## Task goal:
Copy out the listing below word for word, every line of it, keeping all spacing and punctuation unchanged.

** START OF Data for processing **

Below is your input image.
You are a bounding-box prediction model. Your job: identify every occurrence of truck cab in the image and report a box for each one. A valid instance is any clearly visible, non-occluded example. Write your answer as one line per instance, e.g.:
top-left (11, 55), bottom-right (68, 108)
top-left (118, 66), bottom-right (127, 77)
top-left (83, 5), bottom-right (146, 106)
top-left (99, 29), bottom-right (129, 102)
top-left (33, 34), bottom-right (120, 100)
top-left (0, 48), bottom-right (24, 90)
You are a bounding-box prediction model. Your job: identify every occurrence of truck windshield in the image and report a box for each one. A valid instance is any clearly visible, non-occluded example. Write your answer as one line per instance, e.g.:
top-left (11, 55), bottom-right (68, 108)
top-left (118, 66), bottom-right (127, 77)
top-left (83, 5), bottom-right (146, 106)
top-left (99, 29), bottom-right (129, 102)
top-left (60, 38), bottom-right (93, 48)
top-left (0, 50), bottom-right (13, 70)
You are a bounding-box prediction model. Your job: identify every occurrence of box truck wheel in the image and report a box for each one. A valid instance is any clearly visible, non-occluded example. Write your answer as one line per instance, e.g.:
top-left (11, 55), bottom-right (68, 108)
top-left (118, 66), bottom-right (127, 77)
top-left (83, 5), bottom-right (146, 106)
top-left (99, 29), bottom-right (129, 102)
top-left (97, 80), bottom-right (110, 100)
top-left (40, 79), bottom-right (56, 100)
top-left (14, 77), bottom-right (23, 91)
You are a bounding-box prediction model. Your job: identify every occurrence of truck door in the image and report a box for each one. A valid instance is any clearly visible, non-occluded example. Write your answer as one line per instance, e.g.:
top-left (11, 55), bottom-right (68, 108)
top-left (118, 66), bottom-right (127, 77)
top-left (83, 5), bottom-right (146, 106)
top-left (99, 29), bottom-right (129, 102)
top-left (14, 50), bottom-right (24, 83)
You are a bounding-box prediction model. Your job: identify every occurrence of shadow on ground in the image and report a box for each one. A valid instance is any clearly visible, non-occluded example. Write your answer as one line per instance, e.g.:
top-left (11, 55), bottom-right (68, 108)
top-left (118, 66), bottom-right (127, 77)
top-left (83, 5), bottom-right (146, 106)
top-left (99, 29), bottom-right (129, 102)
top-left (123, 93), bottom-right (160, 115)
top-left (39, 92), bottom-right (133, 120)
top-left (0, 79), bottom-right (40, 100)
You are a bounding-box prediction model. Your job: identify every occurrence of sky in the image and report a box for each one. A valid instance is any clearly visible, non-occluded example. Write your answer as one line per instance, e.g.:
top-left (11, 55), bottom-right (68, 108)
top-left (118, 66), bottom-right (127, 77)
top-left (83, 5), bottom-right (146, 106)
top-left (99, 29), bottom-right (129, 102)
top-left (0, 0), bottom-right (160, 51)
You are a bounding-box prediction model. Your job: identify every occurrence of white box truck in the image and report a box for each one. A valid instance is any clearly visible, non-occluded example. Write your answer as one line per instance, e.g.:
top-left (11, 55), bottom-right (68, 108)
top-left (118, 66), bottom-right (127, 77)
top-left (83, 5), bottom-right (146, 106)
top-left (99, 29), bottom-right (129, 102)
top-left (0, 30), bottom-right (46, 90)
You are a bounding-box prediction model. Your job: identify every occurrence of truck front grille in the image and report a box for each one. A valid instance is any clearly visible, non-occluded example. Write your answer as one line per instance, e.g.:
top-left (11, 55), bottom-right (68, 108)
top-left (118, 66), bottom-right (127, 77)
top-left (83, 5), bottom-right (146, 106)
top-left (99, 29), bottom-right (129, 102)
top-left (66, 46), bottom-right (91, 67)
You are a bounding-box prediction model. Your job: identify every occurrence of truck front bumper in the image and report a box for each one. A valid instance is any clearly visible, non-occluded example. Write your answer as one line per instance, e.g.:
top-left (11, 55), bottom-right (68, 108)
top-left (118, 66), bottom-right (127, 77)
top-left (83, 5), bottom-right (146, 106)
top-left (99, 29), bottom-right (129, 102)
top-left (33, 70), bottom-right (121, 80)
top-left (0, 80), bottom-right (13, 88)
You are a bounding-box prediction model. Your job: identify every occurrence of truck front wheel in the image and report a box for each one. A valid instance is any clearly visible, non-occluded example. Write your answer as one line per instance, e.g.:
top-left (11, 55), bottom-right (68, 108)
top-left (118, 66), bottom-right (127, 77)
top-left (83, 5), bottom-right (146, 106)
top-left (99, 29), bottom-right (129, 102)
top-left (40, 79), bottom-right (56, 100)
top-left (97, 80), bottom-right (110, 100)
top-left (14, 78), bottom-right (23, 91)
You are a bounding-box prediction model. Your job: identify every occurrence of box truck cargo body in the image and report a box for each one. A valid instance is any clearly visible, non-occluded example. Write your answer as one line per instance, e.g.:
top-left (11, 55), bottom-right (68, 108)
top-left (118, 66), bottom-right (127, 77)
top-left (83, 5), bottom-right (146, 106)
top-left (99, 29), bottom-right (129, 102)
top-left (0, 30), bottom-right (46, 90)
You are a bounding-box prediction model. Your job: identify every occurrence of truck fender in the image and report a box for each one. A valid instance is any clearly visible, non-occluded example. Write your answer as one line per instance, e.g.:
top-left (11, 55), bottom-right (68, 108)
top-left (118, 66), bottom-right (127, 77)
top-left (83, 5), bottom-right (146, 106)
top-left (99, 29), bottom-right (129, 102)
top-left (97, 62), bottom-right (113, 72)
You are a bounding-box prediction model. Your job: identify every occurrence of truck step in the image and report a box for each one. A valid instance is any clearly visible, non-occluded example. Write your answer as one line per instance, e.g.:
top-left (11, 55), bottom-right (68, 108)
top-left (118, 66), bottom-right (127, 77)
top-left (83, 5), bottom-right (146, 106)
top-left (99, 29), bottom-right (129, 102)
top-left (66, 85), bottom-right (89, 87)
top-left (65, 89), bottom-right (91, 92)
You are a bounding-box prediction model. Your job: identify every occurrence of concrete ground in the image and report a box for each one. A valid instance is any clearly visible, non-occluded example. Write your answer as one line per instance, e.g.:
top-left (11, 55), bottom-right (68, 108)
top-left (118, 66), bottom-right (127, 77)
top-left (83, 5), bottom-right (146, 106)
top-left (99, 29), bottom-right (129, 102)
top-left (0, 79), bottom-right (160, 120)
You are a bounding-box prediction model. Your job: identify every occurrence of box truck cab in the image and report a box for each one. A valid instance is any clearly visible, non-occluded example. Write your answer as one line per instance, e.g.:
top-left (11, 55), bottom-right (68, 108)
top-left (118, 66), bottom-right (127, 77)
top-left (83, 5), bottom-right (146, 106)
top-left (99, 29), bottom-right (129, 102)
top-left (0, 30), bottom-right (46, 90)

** END OF Data for processing **

## Problem solution:
Below is your input image.
You are a bounding-box prediction model. Your job: identify every occurrence of truck cab in the image and report a box for each one. A valid instance is any clearly visible, non-occluded example. Write your answer as one line per instance, e.g.:
top-left (11, 55), bottom-right (68, 108)
top-left (118, 66), bottom-right (127, 77)
top-left (83, 5), bottom-right (146, 106)
top-left (99, 29), bottom-right (129, 102)
top-left (33, 34), bottom-right (120, 100)
top-left (0, 48), bottom-right (24, 90)
You are a bounding-box prediction model. Your job: identify every occurrence of truck windshield in the image and report a box for each one. A valid instance is any clearly visible, non-occluded example. Write your answer as one line per instance, e.g.:
top-left (11, 55), bottom-right (68, 108)
top-left (118, 66), bottom-right (127, 77)
top-left (83, 5), bottom-right (146, 106)
top-left (99, 29), bottom-right (129, 102)
top-left (60, 38), bottom-right (93, 48)
top-left (0, 50), bottom-right (13, 70)
You are a bounding-box prediction model. Your job: identify every occurrence of box truck wheel in the image and report a box for each one. A valid instance is any clearly visible, non-occluded example. Write your answer as one line per instance, e.g.:
top-left (11, 55), bottom-right (68, 108)
top-left (118, 66), bottom-right (127, 77)
top-left (83, 5), bottom-right (146, 106)
top-left (99, 29), bottom-right (129, 102)
top-left (97, 80), bottom-right (110, 100)
top-left (40, 79), bottom-right (56, 100)
top-left (14, 77), bottom-right (23, 91)
You are a bounding-box prediction model. Your job: identify every occurrence of truck door in the image and report a box for each one. A valid instance is any clearly visible, non-occluded example. Write your answer as one line per instance, e.g.:
top-left (11, 55), bottom-right (68, 108)
top-left (118, 66), bottom-right (127, 77)
top-left (83, 5), bottom-right (146, 106)
top-left (99, 29), bottom-right (129, 102)
top-left (14, 50), bottom-right (24, 83)
You are a bounding-box prediction model. Your job: identify every occurrence of shadow on ground in the image and report a box for each one. A valid instance is any clearly visible, non-occluded example. Write your answer as one line per instance, e.g.:
top-left (11, 55), bottom-right (68, 108)
top-left (118, 66), bottom-right (127, 77)
top-left (83, 5), bottom-right (146, 106)
top-left (99, 29), bottom-right (129, 102)
top-left (123, 93), bottom-right (160, 115)
top-left (39, 92), bottom-right (133, 120)
top-left (0, 79), bottom-right (40, 100)
You are a bounding-box prediction model. Your job: identify every occurrence of sky in the image and report a box for each one. A valid instance is any clearly visible, non-occluded example. Write your answer as one line per instance, e.g.:
top-left (11, 55), bottom-right (68, 108)
top-left (118, 66), bottom-right (127, 77)
top-left (83, 5), bottom-right (146, 106)
top-left (99, 29), bottom-right (129, 102)
top-left (0, 0), bottom-right (160, 51)
You are a bounding-box prediction model. Your job: identify every occurrence of white box truck in the image and report a box for each one. A valid instance is any clearly visible, non-occluded example. Write your answer as one line per instance, e.g.:
top-left (11, 55), bottom-right (68, 108)
top-left (118, 66), bottom-right (127, 77)
top-left (83, 5), bottom-right (146, 106)
top-left (99, 29), bottom-right (129, 102)
top-left (0, 30), bottom-right (46, 90)
You are a bounding-box prediction model. Your job: identify every occurrence of truck front grille in the image and report a box for each one. A valid instance is any clearly visible, non-occluded example. Write your answer as one line per instance, e.g.:
top-left (11, 55), bottom-right (68, 108)
top-left (118, 66), bottom-right (127, 77)
top-left (83, 5), bottom-right (146, 106)
top-left (99, 29), bottom-right (129, 102)
top-left (66, 46), bottom-right (91, 67)
You are a bounding-box prediction model. Your job: identify every occurrence of truck front bumper in the image and report a box for each one. A valid instance is any clearly visible, non-occluded example. Write your answer as one line per instance, e.g.:
top-left (11, 55), bottom-right (68, 108)
top-left (118, 66), bottom-right (127, 77)
top-left (83, 5), bottom-right (146, 106)
top-left (99, 29), bottom-right (129, 102)
top-left (33, 70), bottom-right (121, 80)
top-left (0, 80), bottom-right (13, 88)
You are a bounding-box prediction model. Your job: identify every occurrence of truck front wheel in the image and report a box for each one. A valid instance is any clearly visible, non-occluded example. Write your answer as one line per instance, e.g.:
top-left (11, 55), bottom-right (68, 108)
top-left (118, 66), bottom-right (127, 77)
top-left (83, 5), bottom-right (146, 106)
top-left (99, 29), bottom-right (129, 102)
top-left (40, 79), bottom-right (56, 100)
top-left (97, 80), bottom-right (110, 100)
top-left (14, 78), bottom-right (23, 91)
You are a bounding-box prediction model. Your job: identify every occurrence of box truck cargo body in the image and report a box for each one. A valid instance is any clearly visible, non-occluded example. Write your answer as one line per instance, e.g.:
top-left (11, 55), bottom-right (68, 108)
top-left (118, 66), bottom-right (127, 77)
top-left (83, 5), bottom-right (146, 106)
top-left (99, 29), bottom-right (129, 102)
top-left (0, 30), bottom-right (46, 90)
You are a bounding-box prediction model. Your job: identify every occurrence of truck fender in the image and report a box for each one. A valid instance is any clearly visible, non-occluded example. Write your answer as one line per instance, e.g.:
top-left (11, 55), bottom-right (68, 108)
top-left (118, 66), bottom-right (127, 77)
top-left (83, 5), bottom-right (146, 106)
top-left (99, 29), bottom-right (129, 102)
top-left (97, 62), bottom-right (113, 72)
You are a bounding-box prediction model. Your job: identify every occurrence of truck step in the image and report a box for each one. A valid instance is any clearly visible, non-occluded example. Write your answer as one line per instance, e.g.:
top-left (11, 55), bottom-right (68, 108)
top-left (118, 66), bottom-right (127, 77)
top-left (83, 5), bottom-right (146, 106)
top-left (99, 29), bottom-right (129, 102)
top-left (66, 85), bottom-right (89, 87)
top-left (65, 89), bottom-right (91, 92)
You are a bounding-box prediction model. Your job: identify every occurrence of concrete ground in the image and report a box for each one. A valid instance is any clearly visible, non-occluded example. Write your answer as one line per instance, e.g.:
top-left (11, 55), bottom-right (68, 108)
top-left (118, 66), bottom-right (127, 77)
top-left (83, 5), bottom-right (146, 106)
top-left (99, 29), bottom-right (129, 102)
top-left (0, 79), bottom-right (160, 120)
You are a bounding-box prediction model. Your job: identify every occurrence of box truck cab in the image and report a box for each one. A valid instance is any clearly visible, non-occluded example. Write your answer as one line per instance, e.g.:
top-left (11, 55), bottom-right (68, 108)
top-left (118, 66), bottom-right (127, 77)
top-left (83, 5), bottom-right (146, 106)
top-left (99, 29), bottom-right (129, 102)
top-left (0, 30), bottom-right (46, 90)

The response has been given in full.